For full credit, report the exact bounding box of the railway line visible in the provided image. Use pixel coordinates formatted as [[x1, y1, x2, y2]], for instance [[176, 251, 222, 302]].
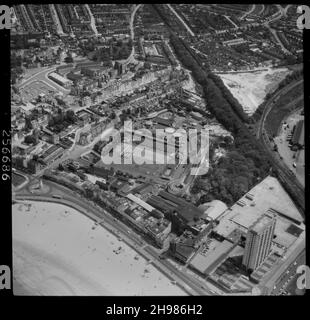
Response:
[[256, 79, 303, 138], [256, 79, 304, 214], [152, 5, 204, 67], [260, 129, 305, 215], [153, 4, 305, 215]]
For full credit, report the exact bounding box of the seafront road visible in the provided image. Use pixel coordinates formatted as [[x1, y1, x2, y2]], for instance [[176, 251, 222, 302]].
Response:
[[15, 179, 219, 296]]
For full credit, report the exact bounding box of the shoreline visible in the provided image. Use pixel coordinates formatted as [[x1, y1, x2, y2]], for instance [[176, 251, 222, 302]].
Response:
[[12, 200, 187, 296], [14, 194, 193, 295]]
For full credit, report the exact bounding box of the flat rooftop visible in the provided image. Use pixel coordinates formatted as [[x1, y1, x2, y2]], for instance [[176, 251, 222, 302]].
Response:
[[251, 213, 275, 234], [127, 193, 155, 212], [215, 176, 305, 250], [190, 239, 234, 275]]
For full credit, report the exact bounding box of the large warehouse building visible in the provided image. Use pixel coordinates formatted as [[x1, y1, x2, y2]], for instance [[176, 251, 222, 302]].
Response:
[[48, 72, 73, 88]]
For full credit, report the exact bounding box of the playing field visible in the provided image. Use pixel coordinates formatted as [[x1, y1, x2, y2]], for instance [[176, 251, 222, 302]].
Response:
[[97, 142, 174, 181], [20, 80, 55, 103]]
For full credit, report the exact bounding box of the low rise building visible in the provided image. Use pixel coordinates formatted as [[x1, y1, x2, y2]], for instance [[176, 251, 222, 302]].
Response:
[[39, 145, 64, 165], [170, 231, 199, 264], [189, 239, 236, 276], [48, 72, 73, 88]]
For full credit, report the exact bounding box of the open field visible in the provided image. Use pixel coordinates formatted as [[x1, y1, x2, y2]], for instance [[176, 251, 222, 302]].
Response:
[[96, 160, 168, 182], [19, 80, 55, 103], [13, 201, 186, 296], [218, 68, 292, 115], [96, 140, 181, 182]]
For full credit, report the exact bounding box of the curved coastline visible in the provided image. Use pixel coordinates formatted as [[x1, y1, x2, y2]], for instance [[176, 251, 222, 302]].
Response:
[[12, 200, 186, 296]]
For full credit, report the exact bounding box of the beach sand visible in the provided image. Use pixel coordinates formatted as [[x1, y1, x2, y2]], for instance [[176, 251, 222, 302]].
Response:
[[12, 201, 186, 296]]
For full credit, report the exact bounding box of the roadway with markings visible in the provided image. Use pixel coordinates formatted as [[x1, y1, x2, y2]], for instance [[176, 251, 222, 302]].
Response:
[[270, 249, 305, 295], [18, 65, 71, 96]]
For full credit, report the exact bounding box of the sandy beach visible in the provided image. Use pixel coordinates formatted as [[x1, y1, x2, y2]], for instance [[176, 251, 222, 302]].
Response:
[[12, 201, 186, 296]]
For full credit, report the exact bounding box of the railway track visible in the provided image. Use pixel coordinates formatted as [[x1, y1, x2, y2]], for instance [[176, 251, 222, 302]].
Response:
[[256, 79, 303, 138], [260, 130, 305, 215], [153, 4, 305, 215], [152, 5, 204, 66], [257, 79, 305, 215]]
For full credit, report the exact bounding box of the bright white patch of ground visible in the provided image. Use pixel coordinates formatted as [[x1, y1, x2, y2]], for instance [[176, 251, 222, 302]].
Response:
[[12, 201, 186, 296], [217, 68, 292, 116], [182, 69, 207, 110], [85, 173, 107, 185], [182, 69, 198, 94], [213, 147, 227, 163]]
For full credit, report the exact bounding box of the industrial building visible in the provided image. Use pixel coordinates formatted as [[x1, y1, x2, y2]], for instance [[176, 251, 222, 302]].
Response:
[[146, 191, 204, 233], [39, 144, 64, 165], [189, 239, 236, 276], [126, 193, 155, 212], [198, 200, 228, 221], [48, 72, 73, 88], [170, 231, 198, 263]]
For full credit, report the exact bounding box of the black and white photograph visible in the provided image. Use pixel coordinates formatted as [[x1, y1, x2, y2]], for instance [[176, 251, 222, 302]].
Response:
[[1, 2, 308, 305]]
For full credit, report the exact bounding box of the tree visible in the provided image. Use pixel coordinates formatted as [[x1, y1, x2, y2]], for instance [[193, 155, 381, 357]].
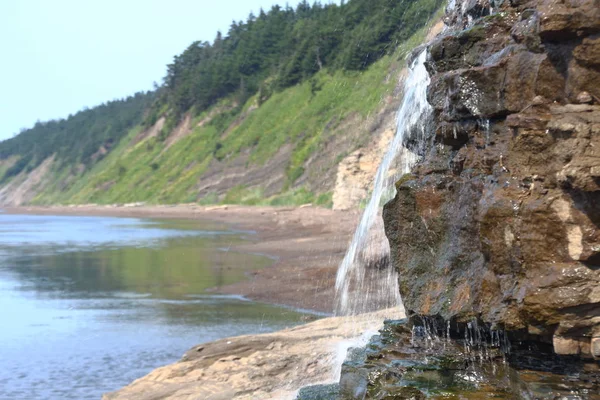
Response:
[[133, 0, 444, 122]]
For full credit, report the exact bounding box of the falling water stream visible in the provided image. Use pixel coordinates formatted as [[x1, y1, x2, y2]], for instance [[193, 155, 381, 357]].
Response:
[[334, 49, 433, 317]]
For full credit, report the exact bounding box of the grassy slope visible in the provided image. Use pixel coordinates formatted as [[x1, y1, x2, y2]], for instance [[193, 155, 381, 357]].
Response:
[[0, 157, 18, 181], [31, 17, 440, 207]]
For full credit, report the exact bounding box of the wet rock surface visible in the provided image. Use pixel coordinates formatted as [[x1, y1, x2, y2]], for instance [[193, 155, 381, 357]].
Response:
[[384, 0, 600, 359], [297, 384, 341, 400], [334, 320, 600, 399]]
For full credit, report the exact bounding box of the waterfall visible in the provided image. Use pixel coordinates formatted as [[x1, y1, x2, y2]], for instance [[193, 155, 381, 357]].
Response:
[[334, 49, 433, 316]]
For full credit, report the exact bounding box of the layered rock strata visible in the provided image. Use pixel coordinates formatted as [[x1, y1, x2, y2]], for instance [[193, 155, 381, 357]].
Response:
[[383, 0, 600, 357]]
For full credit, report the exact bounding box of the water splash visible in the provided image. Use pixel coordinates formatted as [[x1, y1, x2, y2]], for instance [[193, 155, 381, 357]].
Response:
[[334, 50, 433, 316]]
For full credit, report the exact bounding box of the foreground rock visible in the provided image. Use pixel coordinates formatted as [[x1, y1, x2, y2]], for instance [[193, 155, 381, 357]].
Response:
[[384, 0, 600, 357], [336, 319, 600, 399], [103, 309, 400, 400]]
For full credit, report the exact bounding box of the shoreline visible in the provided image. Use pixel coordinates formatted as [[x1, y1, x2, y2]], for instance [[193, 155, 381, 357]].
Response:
[[4, 204, 399, 400], [2, 204, 360, 314], [102, 308, 402, 400]]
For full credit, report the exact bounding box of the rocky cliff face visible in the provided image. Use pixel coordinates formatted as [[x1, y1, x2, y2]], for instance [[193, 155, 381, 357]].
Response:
[[383, 0, 600, 358]]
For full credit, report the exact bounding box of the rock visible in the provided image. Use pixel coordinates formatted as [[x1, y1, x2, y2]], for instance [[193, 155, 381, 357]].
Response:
[[531, 95, 547, 105], [538, 0, 600, 41], [296, 384, 340, 400], [102, 310, 395, 400], [573, 34, 600, 69], [427, 14, 516, 74], [384, 0, 600, 358], [336, 319, 600, 398], [510, 9, 543, 52], [339, 368, 369, 400], [553, 335, 591, 356], [205, 205, 229, 211], [577, 91, 593, 104], [592, 337, 600, 359], [380, 387, 426, 400]]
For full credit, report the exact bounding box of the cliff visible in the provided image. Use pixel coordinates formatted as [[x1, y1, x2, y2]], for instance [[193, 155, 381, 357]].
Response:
[[384, 0, 600, 358], [0, 0, 443, 210]]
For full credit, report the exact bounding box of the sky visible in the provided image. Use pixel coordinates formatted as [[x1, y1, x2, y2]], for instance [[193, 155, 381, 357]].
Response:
[[0, 0, 337, 141]]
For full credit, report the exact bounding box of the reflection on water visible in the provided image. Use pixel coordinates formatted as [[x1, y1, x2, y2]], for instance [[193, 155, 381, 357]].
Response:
[[0, 214, 312, 400]]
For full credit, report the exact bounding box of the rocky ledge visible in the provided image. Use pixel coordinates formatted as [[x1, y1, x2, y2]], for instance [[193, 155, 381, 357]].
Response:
[[383, 0, 600, 358], [335, 319, 599, 399], [102, 310, 397, 400]]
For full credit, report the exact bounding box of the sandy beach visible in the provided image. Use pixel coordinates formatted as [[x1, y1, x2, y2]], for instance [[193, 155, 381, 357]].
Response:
[[2, 204, 360, 314]]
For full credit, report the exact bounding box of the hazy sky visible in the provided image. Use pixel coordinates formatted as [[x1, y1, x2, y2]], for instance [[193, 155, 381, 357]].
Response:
[[0, 0, 336, 141]]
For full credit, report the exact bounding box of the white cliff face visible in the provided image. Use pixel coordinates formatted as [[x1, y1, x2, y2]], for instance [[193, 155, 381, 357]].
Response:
[[332, 128, 395, 211], [0, 155, 55, 206]]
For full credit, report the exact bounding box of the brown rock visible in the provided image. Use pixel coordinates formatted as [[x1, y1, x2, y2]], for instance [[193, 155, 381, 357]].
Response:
[[427, 13, 516, 74], [592, 337, 600, 359], [534, 56, 567, 101], [506, 112, 551, 130], [577, 91, 593, 104], [574, 34, 600, 68], [538, 0, 600, 41], [428, 63, 509, 120], [553, 336, 591, 355], [385, 0, 600, 352]]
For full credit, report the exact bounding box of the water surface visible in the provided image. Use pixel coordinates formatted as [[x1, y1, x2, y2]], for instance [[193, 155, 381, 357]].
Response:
[[0, 214, 313, 400]]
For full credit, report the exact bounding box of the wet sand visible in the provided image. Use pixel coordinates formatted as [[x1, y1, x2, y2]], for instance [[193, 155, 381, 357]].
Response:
[[2, 204, 360, 314]]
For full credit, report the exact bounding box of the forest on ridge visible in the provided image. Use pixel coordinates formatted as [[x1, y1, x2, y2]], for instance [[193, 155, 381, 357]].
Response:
[[0, 0, 442, 205]]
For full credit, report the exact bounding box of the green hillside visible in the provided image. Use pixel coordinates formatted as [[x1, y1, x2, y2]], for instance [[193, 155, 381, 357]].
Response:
[[0, 92, 154, 184], [0, 0, 443, 207]]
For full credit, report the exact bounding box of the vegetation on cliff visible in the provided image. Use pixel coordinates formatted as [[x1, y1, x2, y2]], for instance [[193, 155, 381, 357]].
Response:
[[156, 0, 443, 118], [0, 93, 154, 184], [39, 48, 406, 205], [0, 0, 443, 206]]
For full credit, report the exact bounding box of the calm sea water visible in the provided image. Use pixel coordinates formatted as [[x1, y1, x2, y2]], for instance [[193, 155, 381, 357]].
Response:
[[0, 213, 313, 400]]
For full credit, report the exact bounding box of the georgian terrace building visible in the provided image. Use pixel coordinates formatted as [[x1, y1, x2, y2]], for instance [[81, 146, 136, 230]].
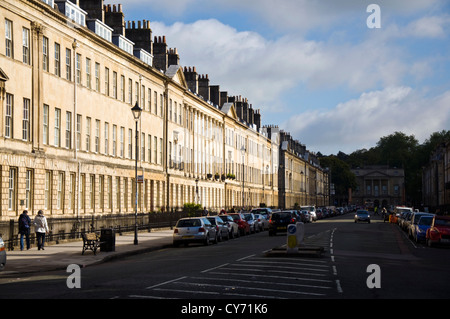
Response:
[[0, 0, 328, 223]]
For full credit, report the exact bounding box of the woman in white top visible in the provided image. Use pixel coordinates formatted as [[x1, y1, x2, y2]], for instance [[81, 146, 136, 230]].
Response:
[[34, 210, 49, 250]]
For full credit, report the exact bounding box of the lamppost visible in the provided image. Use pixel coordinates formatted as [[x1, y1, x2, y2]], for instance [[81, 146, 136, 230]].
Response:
[[131, 102, 142, 245], [241, 146, 246, 209]]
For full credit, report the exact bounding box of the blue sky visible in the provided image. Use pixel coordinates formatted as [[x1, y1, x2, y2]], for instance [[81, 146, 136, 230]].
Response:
[[105, 0, 450, 155]]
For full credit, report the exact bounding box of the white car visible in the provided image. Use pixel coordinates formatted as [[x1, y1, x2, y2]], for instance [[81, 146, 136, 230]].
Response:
[[254, 214, 270, 231], [218, 215, 240, 238], [301, 206, 317, 221]]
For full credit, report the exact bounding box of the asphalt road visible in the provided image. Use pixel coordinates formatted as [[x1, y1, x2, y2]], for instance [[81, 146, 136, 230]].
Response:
[[1, 213, 449, 303]]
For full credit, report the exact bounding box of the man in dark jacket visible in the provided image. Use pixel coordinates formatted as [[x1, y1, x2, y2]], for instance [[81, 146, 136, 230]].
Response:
[[18, 210, 31, 250]]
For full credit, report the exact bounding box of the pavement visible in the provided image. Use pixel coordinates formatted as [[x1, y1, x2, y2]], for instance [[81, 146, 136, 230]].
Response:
[[0, 229, 174, 276]]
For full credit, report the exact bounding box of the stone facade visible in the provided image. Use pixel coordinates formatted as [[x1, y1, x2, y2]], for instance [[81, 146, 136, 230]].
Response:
[[0, 0, 328, 222]]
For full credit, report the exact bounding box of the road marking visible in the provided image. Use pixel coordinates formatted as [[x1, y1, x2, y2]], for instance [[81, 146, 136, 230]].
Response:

+++

• **Exercise requirements**
Copy each line above that contains the string "building".

• **Finished exercise**
For full credit, report the exact bounding box of the large warehouse building visible in the provided image. Use pixel coordinates formatted as [[x1, y1, x2, y2]], for instance [[176, 251, 222, 302]].
For full credit, report the exact bounding box of the low rise building visible in the provided image. Use pixel coordinates formatted as [[x1, y1, x2, y2]], for instance [[176, 251, 222, 302]].
For full credit, report the exact bounding box of the industrial building visible in the provided image. Use pixel coordinates formatted as [[x1, y1, x2, y2]], for instance [[176, 251, 222, 302]].
For full credit, report the exact bounding box of the georgian terrace building visible in the provided image. Use pixel coordinates formatted as [[x1, y1, x2, y2]], for instance [[81, 146, 136, 230]].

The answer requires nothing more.